• [WRITTEN REQUEST]:
Extend the Hawaii trip-planning thread by writing what comes next after its final sentence.

** Start of GIVEN PASSAGE **

We go to Hawaii for several weeks each year. We fly into Honolulu and stay in Honolulu (Waikiki). Flights into Honolulu International Airport seem to be the cheapest when flying out of Wisconsin. We don't rent a car because of public transportation which saves a lot of money, so we take an airport shuttle to our condo (Wyndham at Waikiki Beach Walk). There's a lot to see on Oahu and there are a lot of tours to consider.
.


----------



## dsyrcle (Jan 6, 2013)

When searching for flights consider mid week flights for lower air fare and extending your vacation time. On our first trip to Hawaii we took a flight to Kauai. Day 7 we took a morning flight to Oahu. Day 9 we flew a late night  flight home from Oahu. Flying home midweek allowed us to extend our vacation a couple of days and visit another island. I will add that we always plan at least 2 weeks when we travel now.


----------



## slabeaume (Jan 7, 2013)

We live in St. Louis and have that LONG flight to Hawaii, too.  You can fly directly into any island from the west coast, so try to get a flight through LAX or SAN or somewhere on the coast. The flight from there will be about 5.5 - 6 hours.  The flight to the west coast is another 4 hours.  The layover can be a bit of a relief from sitting on the plane all day.  If you don't mind a longer flight, you can get a flight to Chicago or DAllas and can go non-stop to Oahu from there, but it's a 9 hour flight from there.  There are no non-stop flights to Hawaii from St. Louis.  Expect your day there and back to waste 2 full days.  Remember, too, that you can fly into one island and out of another, so you only have 1 inter-island flight to worry about if you do go to 2 islands.


----------



## csalter2 (Jan 7, 2013)

*Oahu is a must*

On your first trip to Hawaii, I believe Oahu is a must. I have been to Hawaii several times, but my first time I spent a week in Oahu. Oahu has so much to do. Yes, Honolulu proper is a big city. However, you can still get that aloha spirit and experience the Hawaii that everyone talks about as there are many other parts to that island. I own at Ko Olina and it's night and day compared to Waikiki. You could also stay on the North Shore of Hawaii and get that same Hawaiian feel. Many people have their preferences, but Oahu by far has the most to do overall. Each of the other islands has there highlights, but on a first trip to Hawaii you should make sure that Oahu is on the list.  

I would also suggest at least 2 weeks, but a minimum of 10 days especially if you are going to go to more than one island. I live in California and two weeks is a must and I don't have to fly as long as you will from the midwest. You don't want to be weary and then seemingly have to leave so soon.

** End of GIVEN PASSAGE **
** Start of RECORDED INFORMATION **

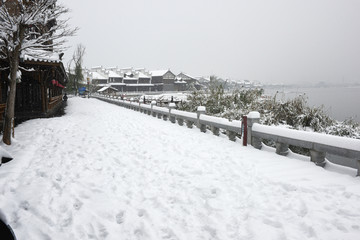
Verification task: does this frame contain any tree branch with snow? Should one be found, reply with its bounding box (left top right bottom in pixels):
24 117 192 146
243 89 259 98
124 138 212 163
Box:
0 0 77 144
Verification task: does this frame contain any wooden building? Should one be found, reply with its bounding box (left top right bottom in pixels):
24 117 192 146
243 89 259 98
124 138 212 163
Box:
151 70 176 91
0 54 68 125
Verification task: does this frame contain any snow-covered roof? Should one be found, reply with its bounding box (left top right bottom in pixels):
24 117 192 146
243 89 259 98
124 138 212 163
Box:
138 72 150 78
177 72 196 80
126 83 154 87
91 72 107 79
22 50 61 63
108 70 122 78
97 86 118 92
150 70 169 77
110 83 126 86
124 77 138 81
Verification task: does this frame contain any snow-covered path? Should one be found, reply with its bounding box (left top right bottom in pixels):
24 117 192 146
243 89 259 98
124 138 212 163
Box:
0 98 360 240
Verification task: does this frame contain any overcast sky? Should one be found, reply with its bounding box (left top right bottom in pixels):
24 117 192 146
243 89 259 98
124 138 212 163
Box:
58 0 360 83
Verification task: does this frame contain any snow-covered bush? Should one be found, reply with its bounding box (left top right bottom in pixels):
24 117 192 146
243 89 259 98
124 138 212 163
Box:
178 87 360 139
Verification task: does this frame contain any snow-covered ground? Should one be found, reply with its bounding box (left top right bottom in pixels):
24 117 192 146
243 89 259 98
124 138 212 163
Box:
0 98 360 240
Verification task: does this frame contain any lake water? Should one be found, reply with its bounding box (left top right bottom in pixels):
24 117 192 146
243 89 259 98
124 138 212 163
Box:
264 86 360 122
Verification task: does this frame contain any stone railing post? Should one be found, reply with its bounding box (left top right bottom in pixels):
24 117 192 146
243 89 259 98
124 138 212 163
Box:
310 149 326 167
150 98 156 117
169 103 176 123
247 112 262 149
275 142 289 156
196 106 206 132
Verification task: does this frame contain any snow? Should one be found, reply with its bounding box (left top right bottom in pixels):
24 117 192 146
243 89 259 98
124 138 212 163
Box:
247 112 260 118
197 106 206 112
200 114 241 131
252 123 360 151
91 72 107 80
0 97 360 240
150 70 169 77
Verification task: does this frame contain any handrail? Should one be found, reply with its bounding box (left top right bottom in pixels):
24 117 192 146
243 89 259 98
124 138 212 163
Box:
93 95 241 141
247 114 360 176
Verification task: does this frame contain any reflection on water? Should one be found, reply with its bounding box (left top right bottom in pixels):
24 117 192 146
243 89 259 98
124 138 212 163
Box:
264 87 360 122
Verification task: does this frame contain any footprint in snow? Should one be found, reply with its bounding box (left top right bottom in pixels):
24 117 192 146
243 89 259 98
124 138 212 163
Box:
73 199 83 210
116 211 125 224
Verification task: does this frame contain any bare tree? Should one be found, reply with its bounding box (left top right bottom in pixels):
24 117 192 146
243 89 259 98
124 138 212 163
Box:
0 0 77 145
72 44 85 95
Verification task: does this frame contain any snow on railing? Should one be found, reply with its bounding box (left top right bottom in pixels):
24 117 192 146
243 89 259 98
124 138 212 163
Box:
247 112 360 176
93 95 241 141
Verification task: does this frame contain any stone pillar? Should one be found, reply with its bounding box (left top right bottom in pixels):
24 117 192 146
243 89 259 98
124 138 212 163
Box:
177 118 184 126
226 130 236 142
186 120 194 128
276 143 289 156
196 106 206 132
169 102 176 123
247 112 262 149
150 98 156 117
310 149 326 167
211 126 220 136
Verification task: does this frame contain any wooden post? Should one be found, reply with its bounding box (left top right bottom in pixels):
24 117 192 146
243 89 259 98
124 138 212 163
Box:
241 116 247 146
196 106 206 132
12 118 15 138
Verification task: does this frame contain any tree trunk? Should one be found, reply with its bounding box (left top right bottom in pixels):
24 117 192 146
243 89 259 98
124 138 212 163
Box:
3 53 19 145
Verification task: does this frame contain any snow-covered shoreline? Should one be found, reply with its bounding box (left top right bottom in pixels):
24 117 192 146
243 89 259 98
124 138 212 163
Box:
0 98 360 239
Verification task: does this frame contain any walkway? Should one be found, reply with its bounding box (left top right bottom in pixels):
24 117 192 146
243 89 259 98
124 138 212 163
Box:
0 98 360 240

** End of RECORDED INFORMATION **

• [TASK OUTPUT]:
When I am going to Hawaii and visiting multiple islands, I usually do at least two. I always fly into Honolulu because the flights are usually cheaper flying into there and I always end my vacation at Ko Olina. I find that it's easier to take the interisland flight going and just do all of the main traveling on the way to Hawaii. Then when you leave you are already at Honolulu where it's easy to get to home as there is no switch on an interisland flight, and you can relax more on the journey home as you will lose time going home. There is one other thing to consider in my opinion. If you go to Hawaii and go to Oahu first and then another island, in my opinion the other islands can seem boring. This could especially be the thoughts of teenagers.  I am not saying that the other islands are boring and that there is nothing to see, but the activity in Oahua and specificially Waikiki cannot be matched on any other island. Thus, in my opinion, Oahu should be the last I island to explore.  

Each island is different. Oahu in my opinion has the best of both worlds with both cosmopolitan and island lifestyles. Kauai is the most scenic and pure Hawaii.  The Big island has the volcano which is an adventure by itself. A lot of people like Maui. Frankly, I am not so sure why. It is picturesque and definitely          provides that Hawaii feel. However, it is truly for you to be in relaxed mode like Kauai. On Maui, there are things to do like going up to mountain to see the sunrise and bike down, the aquarium, some great beaches, and the Road to Hana. There are some people who go to Maui year after year. If you truly want to relax read a book, fish, swim and catch a tan, then Maui is perfect. There are some good restaurants too.  For a first time trip, yes. I would go to Maui. I just can't see doing it year after year, but everyone is different. I like quiet and calm for a little while, but I like action close by when I want it. 

Good luck with your decision.


----------



## LisaRex (Jan 7, 2013)

I'm a fellow Midwesterner and have traveled to Hawaii 4 times now.  It really is doable and I'm sure you'll enjoy yourself. 

As others suggested, try to extend the trip to at least 10 days.  In addition to giving you more time to adjust to the new time, airfares are generally cheaper mid-week.  With most condo and timeshare rentals limited to Fri/Sat check-in, you can use extra days to explore another side of the same island (the 4 major islands all have a lush and dry side.) OR visit another island altogether.  No matter what, book and stay put in one place for at least 7 nights.  That way, you can decompress and really enjoy yourself.  

Some combinations to consider for a 10 night stay:

Big Island (3 nights)/Maui OR Kauai (7 nights)
Oahu (3 nights)/Kauai or Maui (7 nights)
Big Island (3 nights in Hilo and 7 nights in Kona)
Maui (3 nights in Hana and 7 nights in Wailea or Ka'anapali)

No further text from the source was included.